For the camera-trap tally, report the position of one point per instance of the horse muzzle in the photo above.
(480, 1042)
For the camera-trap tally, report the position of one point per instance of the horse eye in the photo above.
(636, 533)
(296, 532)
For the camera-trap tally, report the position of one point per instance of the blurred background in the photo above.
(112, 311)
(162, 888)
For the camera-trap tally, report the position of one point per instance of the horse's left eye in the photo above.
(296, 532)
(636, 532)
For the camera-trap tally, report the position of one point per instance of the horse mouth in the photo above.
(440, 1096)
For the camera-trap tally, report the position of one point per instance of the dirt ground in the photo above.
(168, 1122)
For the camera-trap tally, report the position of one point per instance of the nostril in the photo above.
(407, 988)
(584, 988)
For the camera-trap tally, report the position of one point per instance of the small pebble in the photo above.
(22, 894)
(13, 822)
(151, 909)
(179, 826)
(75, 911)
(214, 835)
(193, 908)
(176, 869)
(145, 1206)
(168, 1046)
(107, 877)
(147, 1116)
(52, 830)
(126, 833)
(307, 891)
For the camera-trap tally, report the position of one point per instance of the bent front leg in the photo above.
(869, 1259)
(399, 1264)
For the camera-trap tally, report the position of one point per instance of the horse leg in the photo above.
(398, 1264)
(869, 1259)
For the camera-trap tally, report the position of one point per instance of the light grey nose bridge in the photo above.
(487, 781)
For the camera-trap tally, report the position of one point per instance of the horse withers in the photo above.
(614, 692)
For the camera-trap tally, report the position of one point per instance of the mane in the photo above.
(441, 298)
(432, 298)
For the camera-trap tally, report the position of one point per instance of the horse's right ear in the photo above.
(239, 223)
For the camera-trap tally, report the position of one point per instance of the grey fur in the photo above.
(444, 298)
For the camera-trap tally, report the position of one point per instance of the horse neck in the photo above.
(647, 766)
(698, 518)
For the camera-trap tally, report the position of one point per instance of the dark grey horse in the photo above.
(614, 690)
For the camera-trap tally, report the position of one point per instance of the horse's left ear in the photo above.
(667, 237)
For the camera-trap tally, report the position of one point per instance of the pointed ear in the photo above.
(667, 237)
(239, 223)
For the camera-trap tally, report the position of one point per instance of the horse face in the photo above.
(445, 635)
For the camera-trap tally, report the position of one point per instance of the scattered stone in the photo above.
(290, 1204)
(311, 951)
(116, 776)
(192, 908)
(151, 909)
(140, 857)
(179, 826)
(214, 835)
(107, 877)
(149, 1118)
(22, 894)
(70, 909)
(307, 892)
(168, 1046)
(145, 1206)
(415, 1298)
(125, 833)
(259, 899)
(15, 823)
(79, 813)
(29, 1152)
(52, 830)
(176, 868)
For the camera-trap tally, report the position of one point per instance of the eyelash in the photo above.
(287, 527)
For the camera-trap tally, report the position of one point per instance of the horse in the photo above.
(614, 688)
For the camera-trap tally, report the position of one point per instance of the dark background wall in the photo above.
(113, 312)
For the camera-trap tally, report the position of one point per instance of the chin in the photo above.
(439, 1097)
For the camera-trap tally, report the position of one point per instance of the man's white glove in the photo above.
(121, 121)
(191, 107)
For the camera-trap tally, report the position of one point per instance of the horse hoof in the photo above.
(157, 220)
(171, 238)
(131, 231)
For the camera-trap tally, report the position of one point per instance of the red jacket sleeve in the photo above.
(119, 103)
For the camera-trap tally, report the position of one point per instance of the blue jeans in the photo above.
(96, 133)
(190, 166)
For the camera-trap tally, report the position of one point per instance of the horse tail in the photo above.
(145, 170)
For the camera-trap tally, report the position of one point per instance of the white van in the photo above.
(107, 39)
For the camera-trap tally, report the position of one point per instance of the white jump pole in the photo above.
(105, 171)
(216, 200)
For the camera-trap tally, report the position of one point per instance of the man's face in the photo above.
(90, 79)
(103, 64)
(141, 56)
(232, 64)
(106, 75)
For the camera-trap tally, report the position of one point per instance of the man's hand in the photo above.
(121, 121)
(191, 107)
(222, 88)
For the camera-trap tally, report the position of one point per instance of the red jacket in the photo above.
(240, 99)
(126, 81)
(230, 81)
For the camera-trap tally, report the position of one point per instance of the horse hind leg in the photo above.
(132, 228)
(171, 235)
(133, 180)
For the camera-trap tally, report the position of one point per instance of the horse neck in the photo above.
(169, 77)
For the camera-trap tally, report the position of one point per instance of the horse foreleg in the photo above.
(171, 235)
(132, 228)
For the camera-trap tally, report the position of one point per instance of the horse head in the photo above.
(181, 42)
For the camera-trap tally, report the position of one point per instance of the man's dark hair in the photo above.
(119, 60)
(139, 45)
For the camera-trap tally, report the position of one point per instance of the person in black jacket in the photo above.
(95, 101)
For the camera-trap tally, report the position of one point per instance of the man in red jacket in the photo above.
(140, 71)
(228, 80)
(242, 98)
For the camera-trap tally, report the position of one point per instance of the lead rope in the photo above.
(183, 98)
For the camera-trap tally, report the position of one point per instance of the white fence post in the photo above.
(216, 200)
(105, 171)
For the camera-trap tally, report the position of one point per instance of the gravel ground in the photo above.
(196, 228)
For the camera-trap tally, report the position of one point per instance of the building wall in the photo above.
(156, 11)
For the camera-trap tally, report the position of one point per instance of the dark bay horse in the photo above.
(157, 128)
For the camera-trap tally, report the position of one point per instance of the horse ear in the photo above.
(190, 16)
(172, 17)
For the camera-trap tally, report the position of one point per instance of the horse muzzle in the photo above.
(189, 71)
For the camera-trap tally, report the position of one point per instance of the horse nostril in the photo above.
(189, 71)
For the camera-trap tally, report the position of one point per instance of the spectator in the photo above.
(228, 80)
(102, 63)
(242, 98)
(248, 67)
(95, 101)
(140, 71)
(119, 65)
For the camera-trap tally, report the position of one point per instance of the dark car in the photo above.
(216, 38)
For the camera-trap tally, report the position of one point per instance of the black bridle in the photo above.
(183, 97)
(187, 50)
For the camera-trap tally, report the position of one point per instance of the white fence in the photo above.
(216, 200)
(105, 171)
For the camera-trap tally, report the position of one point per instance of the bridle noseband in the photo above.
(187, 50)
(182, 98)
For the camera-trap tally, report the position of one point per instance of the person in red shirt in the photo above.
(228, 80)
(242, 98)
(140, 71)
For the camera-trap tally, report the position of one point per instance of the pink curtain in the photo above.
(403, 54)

**Aim:**
Repeat the lines above exactly.

**The solution:**
For the camera-trap tally, report the position of one point per instance of the horse muzzle in the photo above.
(480, 1042)
For the camera-trap tally, report the position of one point per instance of the horse eye in the photo above.
(636, 533)
(296, 532)
For the camera-trap tally, report the position of one point per instance of the blurred background in the photo above.
(112, 311)
(162, 888)
For the camera-trap tally, report the position of one point per instance of the horse's left eye in the photo above.
(296, 532)
(636, 532)
For the camera-trap tally, report the position of one point per instance of the horse mouth in the photo above.
(440, 1096)
For the camera-trap tally, report the position of one point per instance of the dirt ground in the photo above.
(168, 1122)
For the camera-trap tally, report the position of one point per instance of the nostril in the photo above.
(407, 988)
(584, 988)
For the camera-trap tally, report the position of one point per instance of the small pebble in the photo above.
(22, 894)
(13, 822)
(151, 909)
(179, 826)
(75, 911)
(214, 835)
(193, 908)
(176, 869)
(145, 1206)
(168, 1046)
(107, 877)
(147, 1116)
(52, 830)
(126, 833)
(307, 891)
For the camera-trap tally, report the position of one point per instance of the bent front leg in the photo above.
(869, 1259)
(399, 1264)
For the camera-trap tally, report the position of one point per instance of the horse leg in the photo above.
(398, 1264)
(869, 1259)
For the camera-trap tally, report the position of one point per instance of the light grey nose bridge in the photo above.
(487, 781)
For the camera-trap tally, report the position of one point per instance of the horse withers in the photo above.
(614, 692)
For the camera-trap tally, report the position of one point per instance of the mane in the photo above.
(441, 298)
(432, 298)
For the camera-trap tally, report the position of one point per instance of the horse's right ear in the photo above.
(239, 223)
For the camera-trap tally, report the position of one point per instance of the grey fur in the photo above.
(444, 298)
For the camera-trap tally, report the position of one point per instance of the horse neck in the photo above.
(647, 766)
(698, 518)
For the camera-trap tally, report the position of one point per instance of the dark grey horse in the photo above.
(614, 690)
For the camera-trap tally, report the position of one point per instance of the horse's left ear in the photo above.
(667, 237)
For the camera-trap tally, report the position of one point per instance of the pointed ear in the photo above.
(667, 237)
(239, 223)
For the camera-trap tally, report the position of one point per instance of the horse face in the photo above.
(445, 635)
For the camera-trap tally, report the position of one point per instance of the scattered stone in the photo above.
(290, 1204)
(311, 951)
(116, 776)
(192, 908)
(151, 909)
(140, 857)
(179, 826)
(214, 835)
(107, 877)
(149, 1118)
(22, 894)
(70, 909)
(307, 892)
(168, 1046)
(145, 1206)
(415, 1298)
(125, 833)
(259, 899)
(15, 823)
(79, 813)
(29, 1152)
(52, 830)
(176, 868)
For the camera-trap tally, report the position of one point per instance of the eyelash in the photo above.
(287, 527)
For the camera-trap tally, report the position of one point per instance of the horse in the photo above.
(614, 688)
For the camera-trap tally, report the position of one point per instance of the dark background wall in the photo above.
(113, 312)
For the camera-trap tally, report the position of one point per instance of the chin in the photo above.
(439, 1097)
For the camera-trap tally, report the position of one point per instance of the man's white glove in the photo above.
(121, 121)
(191, 107)
For the camera-trap tally, report the position of one point per instance of the horse hoof in the photo above.
(157, 220)
(171, 238)
(131, 231)
For the camera-trap tally, report the position of one point per instance of the red jacket sleeve in the photo above.
(119, 103)
For the camera-trap tally, report the position of one point per instance of the blue jeans in the photo above.
(96, 133)
(190, 166)
For the camera-trap tally, report the position of one point per instance of the horse tail in the photo above.
(145, 170)
For the camera-trap tally, report the position of one point per instance of the white van in the photo above.
(107, 39)
For the camera-trap tally, report the position of one point per instance of the white jump pole in the photo above.
(105, 171)
(216, 200)
For the camera-trap tally, report the position of one point per instance of the man's face in the photo above.
(90, 79)
(103, 64)
(141, 56)
(232, 64)
(106, 75)
For the camera-trap tally, report the position of one point per instance of the man's hand in the photo above.
(121, 121)
(191, 107)
(222, 88)
For the camera-trap tally, report the position of one point per instance of the red jacket in the photo above.
(240, 99)
(126, 81)
(230, 81)
For the camera-trap tally, report the position of one point per instance of the horse hind leg in the photo above.
(132, 228)
(171, 235)
(133, 180)
For the camera-trap tally, report the position of one point per instance of the horse neck in the photo above.
(169, 77)
For the camera-trap tally, report the position of one point per instance of the horse foreleg in the photo above.
(171, 235)
(132, 228)
For the camera-trap tally, report the position of one point per instance of the horse head in the photo above.
(181, 42)
For the camera-trap tally, report the position of one point per instance of the man's dark hair in the photo above.
(119, 60)
(139, 45)
For the camera-trap tally, report the position of one point per instance of the person in black jacket in the photo above.
(95, 101)
For the camera-trap tally, report the position of one point per instance of the man in red jacket in the photo above.
(140, 71)
(228, 80)
(242, 98)
For the camera-trap tally, report the position of one point per instance of the lead rope in the photo above.
(183, 98)
For the camera-trap tally, report the position of one point per instance of the white fence post in the photo above.
(216, 200)
(105, 171)
For the camera-trap tally, report the position of one point per instance of the gravel ground in the photo above.
(196, 228)
For the camera-trap tally, report the position of one point per instance of the building wall in the photo above.
(156, 11)
For the camera-trap tally, report the position of one point per instance of the dark bay horse in the photo above.
(157, 128)
For the camera-trap tally, report the position of one point per instance of the horse ear in the photo above.
(190, 16)
(172, 17)
For the camera-trap tally, report the position of one point per instance of the horse muzzle in the photo above.
(189, 71)
For the camera-trap tally, report the position of one point per instance of the horse nostril in the photo above.
(189, 71)
For the camera-trap tally, report the position of one point per instance of the spectator in the photo above.
(228, 80)
(102, 63)
(242, 98)
(248, 67)
(95, 101)
(140, 71)
(119, 65)
For the camera-trap tally, report the position of one point per instance of the dark car in the photo above.
(216, 38)
For the camera-trap tally, report the position of one point per instance of the black bridle in the photo above.
(183, 97)
(187, 50)
For the camera-trap tally, report the position of one point per instance of the white fence in the photo above.
(216, 200)
(105, 171)
For the camera-trap tally, report the position of one point per instance of the bridle noseband in the photo above.
(187, 50)
(182, 98)
For the camera-trap tally, report the position of one point per instance of the person in red shirt in the photo above.
(228, 80)
(242, 98)
(140, 71)
For the camera-trap tally, report the position of one point per instance of the pink curtain in the photo above.
(403, 54)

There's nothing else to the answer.